### [To-do item]
Return the part that opens with the line containing "893L643 898L715 899L719" and closes with the line containing "positive clicks: (716, 896)", both lines included, as a JSON list of strings with one string per line and blank lines omitted.

### [Record set]
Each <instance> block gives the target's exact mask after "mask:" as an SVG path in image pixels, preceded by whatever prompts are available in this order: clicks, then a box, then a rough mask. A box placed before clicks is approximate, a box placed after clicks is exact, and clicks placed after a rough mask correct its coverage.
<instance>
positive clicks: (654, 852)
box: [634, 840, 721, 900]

--

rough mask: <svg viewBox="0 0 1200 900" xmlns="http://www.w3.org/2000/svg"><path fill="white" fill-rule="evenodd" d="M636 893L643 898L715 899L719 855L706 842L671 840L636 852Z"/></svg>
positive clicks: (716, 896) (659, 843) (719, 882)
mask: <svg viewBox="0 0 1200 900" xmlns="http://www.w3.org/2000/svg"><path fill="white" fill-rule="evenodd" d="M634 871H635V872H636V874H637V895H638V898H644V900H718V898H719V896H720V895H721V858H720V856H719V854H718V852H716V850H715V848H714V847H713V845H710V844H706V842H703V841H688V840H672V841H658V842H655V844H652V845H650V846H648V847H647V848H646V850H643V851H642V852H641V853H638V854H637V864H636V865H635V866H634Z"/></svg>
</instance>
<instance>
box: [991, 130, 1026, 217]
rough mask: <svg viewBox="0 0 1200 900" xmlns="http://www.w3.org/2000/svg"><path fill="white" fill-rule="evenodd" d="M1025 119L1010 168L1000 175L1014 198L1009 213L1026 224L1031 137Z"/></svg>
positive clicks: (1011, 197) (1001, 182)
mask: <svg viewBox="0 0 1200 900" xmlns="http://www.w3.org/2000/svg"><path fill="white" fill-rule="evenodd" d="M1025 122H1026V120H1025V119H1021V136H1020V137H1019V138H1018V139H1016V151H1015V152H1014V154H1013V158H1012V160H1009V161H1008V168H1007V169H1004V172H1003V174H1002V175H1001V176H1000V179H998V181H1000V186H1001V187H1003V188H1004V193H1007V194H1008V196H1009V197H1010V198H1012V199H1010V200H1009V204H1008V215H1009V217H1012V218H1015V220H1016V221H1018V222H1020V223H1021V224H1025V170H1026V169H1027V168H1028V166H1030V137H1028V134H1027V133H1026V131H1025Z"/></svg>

### [Answer to this exercise]
[
  "rough mask: <svg viewBox=\"0 0 1200 900\" xmlns=\"http://www.w3.org/2000/svg\"><path fill=\"white\" fill-rule=\"evenodd\" d=\"M636 893L643 898L715 899L719 855L706 842L671 840L636 852Z\"/></svg>",
  "positive clicks: (716, 896) (659, 843) (719, 882)"
]